# start of TASK INPUTS
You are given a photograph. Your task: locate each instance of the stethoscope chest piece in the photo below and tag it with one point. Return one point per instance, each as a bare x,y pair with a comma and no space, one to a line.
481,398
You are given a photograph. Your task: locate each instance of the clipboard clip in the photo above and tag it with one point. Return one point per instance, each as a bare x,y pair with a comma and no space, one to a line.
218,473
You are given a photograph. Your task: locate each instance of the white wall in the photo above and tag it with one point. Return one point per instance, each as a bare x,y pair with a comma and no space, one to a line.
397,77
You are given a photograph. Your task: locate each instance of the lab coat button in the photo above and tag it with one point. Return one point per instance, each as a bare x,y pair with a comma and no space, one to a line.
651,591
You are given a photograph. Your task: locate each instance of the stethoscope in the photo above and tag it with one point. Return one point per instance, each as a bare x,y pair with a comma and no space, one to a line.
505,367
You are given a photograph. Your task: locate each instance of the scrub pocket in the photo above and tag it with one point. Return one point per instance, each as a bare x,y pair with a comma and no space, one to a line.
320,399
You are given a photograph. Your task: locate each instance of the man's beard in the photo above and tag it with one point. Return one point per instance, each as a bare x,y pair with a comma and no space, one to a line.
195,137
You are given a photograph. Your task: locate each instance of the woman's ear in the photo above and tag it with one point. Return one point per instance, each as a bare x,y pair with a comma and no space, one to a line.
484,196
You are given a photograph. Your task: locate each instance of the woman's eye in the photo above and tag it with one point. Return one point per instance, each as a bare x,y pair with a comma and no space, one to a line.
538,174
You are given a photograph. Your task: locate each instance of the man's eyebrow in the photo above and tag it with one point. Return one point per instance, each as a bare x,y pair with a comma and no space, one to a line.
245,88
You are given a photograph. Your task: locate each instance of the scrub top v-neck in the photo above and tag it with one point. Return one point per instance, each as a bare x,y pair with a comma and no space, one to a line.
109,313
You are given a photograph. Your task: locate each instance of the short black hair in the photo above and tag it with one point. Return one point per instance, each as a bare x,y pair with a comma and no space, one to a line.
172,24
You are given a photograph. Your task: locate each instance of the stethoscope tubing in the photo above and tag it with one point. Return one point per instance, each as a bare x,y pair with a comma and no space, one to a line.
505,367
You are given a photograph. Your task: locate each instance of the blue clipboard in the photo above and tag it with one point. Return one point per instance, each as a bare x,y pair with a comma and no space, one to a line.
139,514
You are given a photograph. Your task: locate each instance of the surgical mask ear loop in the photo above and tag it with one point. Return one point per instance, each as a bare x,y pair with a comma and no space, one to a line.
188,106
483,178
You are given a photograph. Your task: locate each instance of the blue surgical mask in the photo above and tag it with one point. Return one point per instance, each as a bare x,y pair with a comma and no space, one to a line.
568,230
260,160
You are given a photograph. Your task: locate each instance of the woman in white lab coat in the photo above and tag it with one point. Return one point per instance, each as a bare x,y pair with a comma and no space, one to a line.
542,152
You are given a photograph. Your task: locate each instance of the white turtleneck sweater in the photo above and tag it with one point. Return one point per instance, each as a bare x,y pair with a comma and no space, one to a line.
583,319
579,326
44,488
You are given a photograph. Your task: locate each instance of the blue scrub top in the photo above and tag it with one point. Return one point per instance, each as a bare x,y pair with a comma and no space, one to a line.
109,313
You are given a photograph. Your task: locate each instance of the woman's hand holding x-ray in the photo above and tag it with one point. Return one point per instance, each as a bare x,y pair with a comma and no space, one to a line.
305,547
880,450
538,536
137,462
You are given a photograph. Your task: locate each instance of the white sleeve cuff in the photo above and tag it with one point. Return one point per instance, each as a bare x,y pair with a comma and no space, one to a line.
# end of TASK INPUTS
> [GOAL OF THE EXERCISE]
Rewrite the records above, changing every "tag it with one point" to "mark it with a single point" and leaving everything else as it stands.

> [RIGHT ANSWER]
You are given a photograph. Your task: locate each instance of the stethoscope chest piece in the photo below and mark it with a single point. Return one point per instance, each as a bare x,y pair with a comma and no space, one to a line.
481,398
You are given a photograph. Your task: locate each instance of the clipboard clip in the photo above and mark it with a single point. Return one point per instance, each as a bare x,y pair with a comma and no space, one to a line.
218,473
You are given a photograph. Your task: locate each instance of the white wall in the photo above and mark it with a single point. Return one point per instance, each as a bare x,y pair with a comma and no space, one to a line.
397,77
You are given a photograph. Your task: locate each instance of the lab coat button in the photo above and mark it with a single point. Return one point per instance, each as a bare x,y pair with a comma and no space, one to a line.
651,591
You are given a photograph. Your task: locate each instance of the stethoscope in the photo above and mark it with a single point. Return one point per instance, each as a bare x,y pair with a comma and no space, one to a line.
505,367
You are given a photograph. Your task: locate each instance of the scrub pocket in the photo above and mark it with a single point. Return one point per instance, each as a bare x,y pair with a comma and no space, one to a line.
320,399
You are given a photograph. Your task: locate each instance of the man's beard in the photo above and mark it with a single point. Return one point per instance, each as a bare x,y pair with a comma and no space, one to a line.
195,137
You are given a photograph. Your task: locate each instance of the woman's ear in the photo above and mark it with a single point. Return one point per instance, each as a bare x,y pair with a comma and no space, one to a line.
484,196
You are given a photograph. Your task: locate each instance of the woman's eye in the photo above and mark it with a single point. Return one point per instance, each as a bare x,y pair with a comma and no space, one to a line.
538,174
You are given a photograph. Your task: locate each instance of the man's eyebrow in the photo above and mark it with a single point. Return one point per instance, each as a bare x,y pair with a comma and no space, one to a line.
245,88
You are given a photograph. Your task: locate each instance of the scrub top v-neck in the photo above and mark it with a single point. Return one point per instance, each as a bare x,y pair with a comma and no space, one to a line.
109,313
You are given a photograph. Your task: locate each instance of the short black hair in the photo above and mark it with a single point. Return one point per instance, each as a bare x,y pair with a comma and no space, one to a line.
172,24
You are given a photograph. Your task: locate each instance of the stethoscope tubing in the photo above and mark it with a single point. Return one point per instance, each as a bare x,y pair with a comma and no space, one to a line.
505,367
You are given a photograph. Your task: locate each instance of the blue clipboard in the photo above and mark it with a single point. Return one point per instance, each as a bare x,y pair with a comma and no space, one to a line.
139,514
You are given a photograph. Your task: locate each instance of the surgical mask ear loop in the photo above and mark it with a single point. Return one point per instance, each as a bare x,y pair with a comma and no space, one to a line.
188,106
483,178
You are given a photograph. Your task: locate each instance of the blue surgical mask in the photo above and mark it with a single point. Return one point per instance, each as a bare x,y pair with a comma and no space, one to a line.
568,230
260,160
You are given a photograph. Your task: locate each instance of the woman in white lab coat in the photo above and mark it with a single point. Return one point per instance, each as a bare x,y pair with a comma and no space, one to a line.
542,152
You are given a photograph. Your task: locate each instance of the white turtleneck sweater in the photo above and mark it with a single point. Return one point per instance, each as a bare x,y pair with a comma and no space, one to a line.
583,319
579,326
44,488
You are given a photograph. Your task: locate each instance of the blue scrub top in the photo above and mark it with a single point. Return one point per instance, each as a bare x,y pair with a comma and no space, one to a line.
109,313
You are given a photograph. Your task: locate each instance of the woman's hand holding x-ray in the photo above and mark it with a single point. Return one point per instance, each as a bare x,y pair with a comma and no space, one to a line.
305,547
880,450
538,536
137,462
You are given a photograph. Your task: locate each instance of the white sleeve cuff in the photo above and mark it with a single point. Return one point per instance, each as a bare x,y pair with a comma and no space, one to a line.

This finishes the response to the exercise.